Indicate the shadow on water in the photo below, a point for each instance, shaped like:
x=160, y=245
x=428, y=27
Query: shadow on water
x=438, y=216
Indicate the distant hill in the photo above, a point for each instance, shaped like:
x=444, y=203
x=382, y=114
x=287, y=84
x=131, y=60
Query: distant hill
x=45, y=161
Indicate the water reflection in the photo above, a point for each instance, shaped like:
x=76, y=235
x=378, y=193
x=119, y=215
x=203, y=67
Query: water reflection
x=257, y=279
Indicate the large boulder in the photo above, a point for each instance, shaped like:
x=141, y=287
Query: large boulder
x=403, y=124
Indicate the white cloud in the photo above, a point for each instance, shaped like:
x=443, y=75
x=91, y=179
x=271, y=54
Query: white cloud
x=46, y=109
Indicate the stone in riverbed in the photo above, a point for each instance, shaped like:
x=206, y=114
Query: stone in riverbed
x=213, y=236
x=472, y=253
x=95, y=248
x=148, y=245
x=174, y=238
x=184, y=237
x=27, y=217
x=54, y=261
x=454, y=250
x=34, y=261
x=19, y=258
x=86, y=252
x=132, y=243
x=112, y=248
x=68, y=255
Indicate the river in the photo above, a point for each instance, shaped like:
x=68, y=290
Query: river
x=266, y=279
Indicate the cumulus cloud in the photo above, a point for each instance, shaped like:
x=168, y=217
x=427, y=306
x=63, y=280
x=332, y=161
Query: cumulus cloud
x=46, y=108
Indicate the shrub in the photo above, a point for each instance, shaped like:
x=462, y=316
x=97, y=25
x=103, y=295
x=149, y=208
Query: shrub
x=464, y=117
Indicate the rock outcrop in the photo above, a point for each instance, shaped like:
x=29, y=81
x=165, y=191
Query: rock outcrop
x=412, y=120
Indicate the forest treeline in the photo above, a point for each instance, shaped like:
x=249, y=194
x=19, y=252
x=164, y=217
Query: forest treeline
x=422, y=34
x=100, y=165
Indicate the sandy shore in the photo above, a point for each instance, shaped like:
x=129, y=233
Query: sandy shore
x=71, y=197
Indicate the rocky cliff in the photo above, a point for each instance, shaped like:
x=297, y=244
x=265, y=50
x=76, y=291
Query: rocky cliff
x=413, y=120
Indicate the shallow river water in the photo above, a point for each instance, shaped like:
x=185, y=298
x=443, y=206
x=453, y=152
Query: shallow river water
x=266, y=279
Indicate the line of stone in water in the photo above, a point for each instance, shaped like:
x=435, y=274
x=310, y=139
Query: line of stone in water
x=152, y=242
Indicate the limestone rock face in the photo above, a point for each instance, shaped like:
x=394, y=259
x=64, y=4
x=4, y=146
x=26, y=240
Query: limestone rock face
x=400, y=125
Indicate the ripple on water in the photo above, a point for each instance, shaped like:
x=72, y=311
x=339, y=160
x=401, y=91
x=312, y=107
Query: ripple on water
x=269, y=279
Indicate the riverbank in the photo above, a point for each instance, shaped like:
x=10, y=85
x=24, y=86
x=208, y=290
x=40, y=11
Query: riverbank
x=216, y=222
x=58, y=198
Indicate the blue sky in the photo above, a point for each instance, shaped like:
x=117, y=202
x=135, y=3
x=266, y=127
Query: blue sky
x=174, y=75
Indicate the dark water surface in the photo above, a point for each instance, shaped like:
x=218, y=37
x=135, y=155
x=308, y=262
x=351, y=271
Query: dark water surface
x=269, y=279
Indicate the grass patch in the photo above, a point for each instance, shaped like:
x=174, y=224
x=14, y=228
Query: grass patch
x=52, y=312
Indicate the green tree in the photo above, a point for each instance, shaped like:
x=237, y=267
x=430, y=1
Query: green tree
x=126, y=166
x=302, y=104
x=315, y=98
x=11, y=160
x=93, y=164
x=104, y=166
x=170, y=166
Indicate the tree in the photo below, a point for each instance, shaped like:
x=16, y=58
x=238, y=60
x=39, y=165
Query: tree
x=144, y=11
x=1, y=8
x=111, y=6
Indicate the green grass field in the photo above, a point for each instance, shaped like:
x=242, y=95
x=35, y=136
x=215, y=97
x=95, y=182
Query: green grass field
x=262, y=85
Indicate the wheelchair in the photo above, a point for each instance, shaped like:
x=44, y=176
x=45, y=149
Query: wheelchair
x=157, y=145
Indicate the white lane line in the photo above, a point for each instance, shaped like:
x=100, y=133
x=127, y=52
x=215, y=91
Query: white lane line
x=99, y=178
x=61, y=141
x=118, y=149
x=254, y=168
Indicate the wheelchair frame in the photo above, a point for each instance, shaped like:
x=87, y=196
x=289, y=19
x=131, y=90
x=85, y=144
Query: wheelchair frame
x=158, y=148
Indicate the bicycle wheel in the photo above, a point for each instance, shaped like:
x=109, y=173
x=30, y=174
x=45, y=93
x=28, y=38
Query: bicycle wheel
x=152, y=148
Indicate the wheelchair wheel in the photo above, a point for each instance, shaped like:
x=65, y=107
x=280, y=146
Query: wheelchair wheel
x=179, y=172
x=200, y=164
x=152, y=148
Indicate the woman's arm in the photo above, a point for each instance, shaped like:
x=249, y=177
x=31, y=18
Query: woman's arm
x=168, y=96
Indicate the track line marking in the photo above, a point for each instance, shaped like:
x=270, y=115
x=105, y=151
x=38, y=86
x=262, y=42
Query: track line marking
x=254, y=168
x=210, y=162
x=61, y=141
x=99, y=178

----------------

## Action item
The response should consist of all the entries, set down exactly.

## Exercise solution
Indicate the shadow on water in the photo below, a point for each instance, shaped like:
x=160, y=245
x=428, y=27
Query: shadow on water
x=438, y=216
Indicate the distant hill in the photo above, a point for each instance, shaped like:
x=444, y=203
x=382, y=114
x=287, y=84
x=131, y=60
Query: distant hill
x=45, y=161
Indicate the water reflection in the photo above, a point for each instance, shaped like:
x=76, y=235
x=378, y=193
x=119, y=215
x=203, y=67
Query: water reflection
x=257, y=279
Indicate the large boulder in the photo above, a point for each instance, shaped like:
x=141, y=287
Query: large boulder
x=403, y=124
Indicate the white cloud in the photo above, a point for each instance, shaped like:
x=443, y=75
x=91, y=179
x=271, y=54
Query: white cloud
x=46, y=109
Indicate the stone in riverbed in the photo above, a point for each instance, shaped like:
x=206, y=114
Query: stone in riverbed
x=213, y=236
x=472, y=253
x=95, y=248
x=148, y=245
x=174, y=238
x=184, y=237
x=27, y=217
x=54, y=261
x=454, y=250
x=34, y=261
x=19, y=258
x=86, y=252
x=132, y=243
x=112, y=248
x=68, y=255
Indicate the river in the photo above, a point for each instance, shaped like:
x=68, y=290
Query: river
x=266, y=279
Indicate the cumulus cloud in the photo above, a point for each instance, shaped like:
x=168, y=217
x=427, y=306
x=63, y=280
x=332, y=161
Query: cumulus cloud
x=46, y=108
Indicate the shrub in the photo above, a point for each instance, shaped like:
x=462, y=316
x=97, y=25
x=103, y=295
x=149, y=208
Query: shrub
x=464, y=117
Indicate the rock outcrop in the photo above, a point for each instance, shaped like:
x=29, y=81
x=165, y=191
Query: rock outcrop
x=412, y=120
Indicate the forest treeline in the photo above, a point for each instance, shaped like:
x=249, y=194
x=19, y=252
x=164, y=217
Query: forest treeline
x=422, y=34
x=100, y=165
Indicate the sandy shore in the photo above, a point for each instance, shaped like:
x=129, y=233
Query: sandy shore
x=71, y=197
Indicate the rocky cliff in the photo above, a point for each instance, shaped like:
x=297, y=244
x=265, y=50
x=76, y=291
Query: rocky cliff
x=413, y=120
Indicate the shallow river water in the photo above, a point for each instance, shaped like:
x=185, y=298
x=443, y=206
x=453, y=152
Query: shallow river water
x=266, y=279
Indicate the line of stone in water in the photo above, a point for each instance, shaped like:
x=435, y=274
x=310, y=139
Query: line of stone in water
x=152, y=242
Indicate the limestone rock face in the photo above, a point for each instance, shaped like:
x=394, y=259
x=64, y=4
x=4, y=146
x=26, y=240
Query: limestone rock face
x=400, y=125
Indicate the ripple on water in the photo above, a point for each instance, shaped like:
x=72, y=311
x=339, y=160
x=401, y=91
x=312, y=107
Query: ripple on water
x=269, y=279
Indicate the riverbank in the photo above, a point for each instance, shaped like:
x=10, y=85
x=24, y=86
x=208, y=290
x=40, y=11
Query: riverbank
x=216, y=222
x=58, y=198
Indicate the blue sky in the photo above, a point for each instance, shaped like:
x=117, y=202
x=135, y=3
x=266, y=127
Query: blue sky
x=174, y=75
Indicate the dark water surface in the photo above, a point for each instance, shaped like:
x=218, y=37
x=135, y=155
x=308, y=262
x=351, y=271
Query: dark water surface
x=269, y=279
Indicate the grass patch in the photo above, a point for each instance, shaped like:
x=174, y=224
x=14, y=228
Query: grass patch
x=52, y=312
Indicate the green tree in the photo above, a point for each instance, shaped like:
x=237, y=267
x=430, y=1
Query: green tree
x=126, y=166
x=302, y=104
x=315, y=98
x=11, y=160
x=93, y=164
x=104, y=166
x=170, y=166
Indicate the tree in the photo below, a point for each instance, shaped like:
x=16, y=58
x=238, y=60
x=39, y=165
Query: tree
x=144, y=11
x=1, y=8
x=111, y=6
Indicate the green grass field in the photo above, a point for each instance, shaped like:
x=242, y=95
x=35, y=136
x=215, y=97
x=95, y=182
Query: green grass field
x=262, y=85
Indicate the wheelchair in the photo above, a point for each instance, shaped like:
x=44, y=176
x=45, y=149
Query: wheelchair
x=157, y=145
Indicate the white lane line in the photo above, a point for each instance, shaped like:
x=100, y=133
x=127, y=52
x=215, y=91
Query: white lane line
x=99, y=178
x=61, y=141
x=118, y=149
x=254, y=168
Indicate the wheelchair frame in the photo above, a point for each instance, shaped like:
x=87, y=196
x=289, y=19
x=131, y=90
x=85, y=144
Query: wheelchair frame
x=158, y=148
Indicate the bicycle wheel in the photo above, a point for each instance, shaped like:
x=109, y=173
x=30, y=174
x=45, y=93
x=28, y=38
Query: bicycle wheel
x=152, y=148
Indicate the wheelchair wheel in the photo above, a point for each instance, shaped like:
x=65, y=107
x=280, y=146
Query: wheelchair wheel
x=179, y=172
x=200, y=164
x=152, y=148
Indicate the woman's arm in the photo above, a point for each instance, shaped like:
x=249, y=177
x=31, y=18
Query: woman's arm
x=168, y=96
Indicate the track line marking in the photo above, a point for each instance, shaped like:
x=270, y=115
x=105, y=151
x=38, y=86
x=262, y=42
Query: track line marking
x=254, y=168
x=210, y=162
x=61, y=141
x=99, y=178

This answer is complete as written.